**Задание a**
Какие строки листинга содержат слово «green»? Верни все такие строки с учётом регистра.

----- Статья -----

Теперь каждый любой, кому не лень, выказывает возможность несделанного другими, теми, из-за кого поредели наши, и без того нестройные, ряды. И чем чаще высказывают вслух уверенность не за себя, чем больше обветренных чужими вздохами мыслей, тем больше хочется молча делать дело, а коли говорить – только от себя лично. Так честнее? В какой-то момент, до какого-то – да.
Одни поминают добрым словом мать, других держит на плаву память об отце, именно с ним хочется поделиться радостью, откровением, случайностью, – снова и снова. И чем меньше промежутки меж теми порывами, тем горше. Не получить в ответ улыбки отца, одной на века, что ярче солнечного луча светит из темноты небытия. Многого не дождаться теперь, из всего того, что существовало, как воздух – незаметно и необходимо, без чего – ну, никак. Совсем никак.

-----

**Задание b**
Скопируй из статьи выше всё, начиная со слов «Теперь каждый любой, кому» и до слов «никак. Совсем никак.» включительно.

----- Предоставленный листинг -----

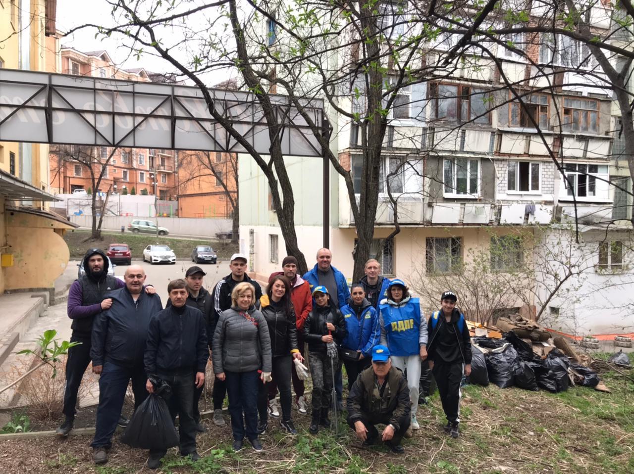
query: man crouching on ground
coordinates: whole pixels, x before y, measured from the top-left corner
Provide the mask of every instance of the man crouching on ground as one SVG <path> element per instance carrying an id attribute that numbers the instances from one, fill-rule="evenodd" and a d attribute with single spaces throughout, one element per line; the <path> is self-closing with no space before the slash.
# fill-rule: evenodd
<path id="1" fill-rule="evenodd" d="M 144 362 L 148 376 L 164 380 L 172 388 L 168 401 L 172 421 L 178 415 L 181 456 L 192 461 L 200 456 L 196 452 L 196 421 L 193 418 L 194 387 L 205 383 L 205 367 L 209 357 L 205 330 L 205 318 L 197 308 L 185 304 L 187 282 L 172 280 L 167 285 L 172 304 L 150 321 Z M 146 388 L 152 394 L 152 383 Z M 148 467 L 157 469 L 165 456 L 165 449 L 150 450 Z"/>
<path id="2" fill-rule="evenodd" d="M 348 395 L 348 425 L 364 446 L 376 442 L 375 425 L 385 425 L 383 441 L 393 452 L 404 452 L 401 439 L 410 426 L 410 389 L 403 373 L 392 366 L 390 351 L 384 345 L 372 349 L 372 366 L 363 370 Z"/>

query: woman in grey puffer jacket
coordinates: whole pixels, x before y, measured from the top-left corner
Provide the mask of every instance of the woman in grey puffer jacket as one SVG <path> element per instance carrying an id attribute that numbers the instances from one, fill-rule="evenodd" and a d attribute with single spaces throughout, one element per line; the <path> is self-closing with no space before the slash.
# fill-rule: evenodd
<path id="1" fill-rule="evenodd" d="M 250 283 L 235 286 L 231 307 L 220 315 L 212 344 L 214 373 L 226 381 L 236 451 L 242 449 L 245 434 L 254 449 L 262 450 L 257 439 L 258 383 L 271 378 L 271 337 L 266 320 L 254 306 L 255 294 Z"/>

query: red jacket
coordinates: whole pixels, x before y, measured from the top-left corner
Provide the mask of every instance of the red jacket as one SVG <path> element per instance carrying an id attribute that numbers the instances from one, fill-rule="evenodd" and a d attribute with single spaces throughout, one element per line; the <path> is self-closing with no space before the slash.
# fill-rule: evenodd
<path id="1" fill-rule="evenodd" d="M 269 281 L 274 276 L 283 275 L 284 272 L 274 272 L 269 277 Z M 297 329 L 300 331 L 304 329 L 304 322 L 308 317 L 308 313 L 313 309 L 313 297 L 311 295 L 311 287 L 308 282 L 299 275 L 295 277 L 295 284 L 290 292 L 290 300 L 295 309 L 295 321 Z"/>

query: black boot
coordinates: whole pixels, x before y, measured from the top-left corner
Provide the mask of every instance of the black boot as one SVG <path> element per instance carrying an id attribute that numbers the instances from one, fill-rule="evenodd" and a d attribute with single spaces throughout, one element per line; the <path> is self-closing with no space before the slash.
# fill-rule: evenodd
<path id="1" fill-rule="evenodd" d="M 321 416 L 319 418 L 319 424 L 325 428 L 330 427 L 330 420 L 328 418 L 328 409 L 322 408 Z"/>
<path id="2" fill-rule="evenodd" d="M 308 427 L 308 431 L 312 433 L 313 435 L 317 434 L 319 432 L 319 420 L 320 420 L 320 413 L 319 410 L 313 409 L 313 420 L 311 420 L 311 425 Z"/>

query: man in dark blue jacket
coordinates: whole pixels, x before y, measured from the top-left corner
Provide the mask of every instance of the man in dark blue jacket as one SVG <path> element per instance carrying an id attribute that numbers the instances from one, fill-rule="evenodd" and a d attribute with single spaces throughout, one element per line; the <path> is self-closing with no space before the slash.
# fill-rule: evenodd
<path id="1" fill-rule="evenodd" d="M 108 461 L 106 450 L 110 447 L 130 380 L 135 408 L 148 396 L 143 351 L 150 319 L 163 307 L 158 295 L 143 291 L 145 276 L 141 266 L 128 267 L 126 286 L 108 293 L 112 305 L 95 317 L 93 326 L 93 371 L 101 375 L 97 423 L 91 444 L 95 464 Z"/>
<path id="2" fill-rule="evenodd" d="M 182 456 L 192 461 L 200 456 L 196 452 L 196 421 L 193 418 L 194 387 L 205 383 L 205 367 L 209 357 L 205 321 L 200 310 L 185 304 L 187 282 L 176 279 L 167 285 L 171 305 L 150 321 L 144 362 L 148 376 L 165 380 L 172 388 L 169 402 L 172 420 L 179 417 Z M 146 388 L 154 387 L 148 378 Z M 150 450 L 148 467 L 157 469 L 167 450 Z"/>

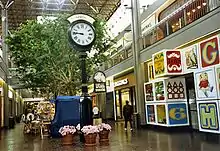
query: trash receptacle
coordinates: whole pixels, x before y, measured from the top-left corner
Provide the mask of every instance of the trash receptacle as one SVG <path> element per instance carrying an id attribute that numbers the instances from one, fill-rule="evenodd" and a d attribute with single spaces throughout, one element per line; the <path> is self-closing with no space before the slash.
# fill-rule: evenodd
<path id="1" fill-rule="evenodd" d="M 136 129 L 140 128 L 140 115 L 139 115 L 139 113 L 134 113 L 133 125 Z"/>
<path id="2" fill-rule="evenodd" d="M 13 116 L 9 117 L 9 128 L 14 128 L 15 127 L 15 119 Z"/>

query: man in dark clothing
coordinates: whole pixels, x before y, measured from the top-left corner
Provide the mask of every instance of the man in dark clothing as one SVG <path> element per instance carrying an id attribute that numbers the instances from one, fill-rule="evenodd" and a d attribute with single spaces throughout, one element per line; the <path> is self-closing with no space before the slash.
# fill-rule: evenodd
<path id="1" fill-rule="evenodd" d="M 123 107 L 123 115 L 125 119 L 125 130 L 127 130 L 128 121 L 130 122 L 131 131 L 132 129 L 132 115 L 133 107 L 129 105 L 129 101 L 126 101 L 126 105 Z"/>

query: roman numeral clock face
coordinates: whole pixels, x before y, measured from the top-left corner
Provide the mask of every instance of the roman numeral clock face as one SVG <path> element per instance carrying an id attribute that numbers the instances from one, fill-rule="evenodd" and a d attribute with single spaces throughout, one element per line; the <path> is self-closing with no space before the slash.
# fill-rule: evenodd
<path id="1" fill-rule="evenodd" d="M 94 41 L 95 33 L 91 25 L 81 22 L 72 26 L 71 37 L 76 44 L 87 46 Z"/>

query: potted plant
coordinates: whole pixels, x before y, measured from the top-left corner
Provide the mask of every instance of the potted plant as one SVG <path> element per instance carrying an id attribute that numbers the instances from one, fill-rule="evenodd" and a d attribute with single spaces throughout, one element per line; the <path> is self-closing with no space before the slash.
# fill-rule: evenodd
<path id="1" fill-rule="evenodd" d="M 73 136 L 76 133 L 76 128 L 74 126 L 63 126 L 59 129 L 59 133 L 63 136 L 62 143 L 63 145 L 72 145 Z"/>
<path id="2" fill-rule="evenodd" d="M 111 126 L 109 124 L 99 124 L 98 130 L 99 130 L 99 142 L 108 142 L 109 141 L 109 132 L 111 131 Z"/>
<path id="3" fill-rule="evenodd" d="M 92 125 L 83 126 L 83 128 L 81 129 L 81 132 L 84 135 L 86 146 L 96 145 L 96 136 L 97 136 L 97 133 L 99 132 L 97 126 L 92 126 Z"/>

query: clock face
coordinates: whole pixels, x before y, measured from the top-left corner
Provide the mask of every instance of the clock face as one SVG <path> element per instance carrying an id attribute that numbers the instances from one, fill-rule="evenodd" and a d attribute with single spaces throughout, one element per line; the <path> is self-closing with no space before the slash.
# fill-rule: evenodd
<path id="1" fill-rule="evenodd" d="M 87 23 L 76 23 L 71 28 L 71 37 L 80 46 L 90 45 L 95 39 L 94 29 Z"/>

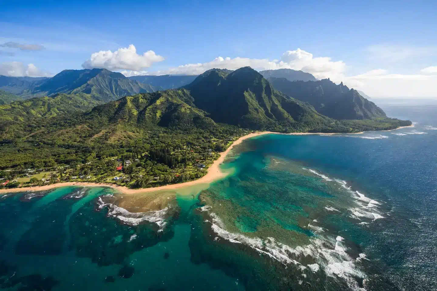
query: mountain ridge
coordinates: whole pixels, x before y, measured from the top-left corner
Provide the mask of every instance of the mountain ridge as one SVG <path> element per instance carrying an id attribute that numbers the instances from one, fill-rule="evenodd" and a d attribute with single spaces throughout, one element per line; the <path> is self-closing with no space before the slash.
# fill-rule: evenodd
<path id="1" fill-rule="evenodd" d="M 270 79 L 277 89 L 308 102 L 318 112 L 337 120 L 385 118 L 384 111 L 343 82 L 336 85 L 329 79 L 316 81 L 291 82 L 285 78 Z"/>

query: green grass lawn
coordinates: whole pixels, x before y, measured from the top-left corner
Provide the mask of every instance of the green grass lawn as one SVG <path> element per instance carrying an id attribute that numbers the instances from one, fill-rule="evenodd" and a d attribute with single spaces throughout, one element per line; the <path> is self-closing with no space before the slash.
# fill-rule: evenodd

-----

**Полный ответ a**
query: green grass lawn
Provide the mask of every instance of the green grass lawn as one SVG <path> element per instance carrying an id attribute that numbers the instances from one, fill-rule="evenodd" and a d attribute with single spaces throughout, one element per line; the <path> is self-closing with no space before the slash.

**Полный ответ b**
Теперь каждый любой, кому не лень, выказывает возможность несделанного другими, теми, из-за кого поредели наши, и без того нестройные, ряды. И чем чаще высказывают вслух уверенность не за себя, чем больше обветренных чужими вздохами мыслей, тем больше хочется молча делать дело, а коли говорить – только от себя лично. Так честнее? В какой-то момент, до какого-то – да.
Одни поминают добрым словом мать, других держит на плаву память об отце, именно с ним хочется поделиться радостью, откровением, случайностью, – снова и снова. И чем меньше промежутки меж теми порывами, тем горше. Не получить в ответ улыбки отца, одной на века, что ярче солнечного луча светит из темноты небытия. Многого не дождаться теперь, из всего того, что существовало, как воздух – незаметно и необходимо, без чего – ну, никак. Совсем никак.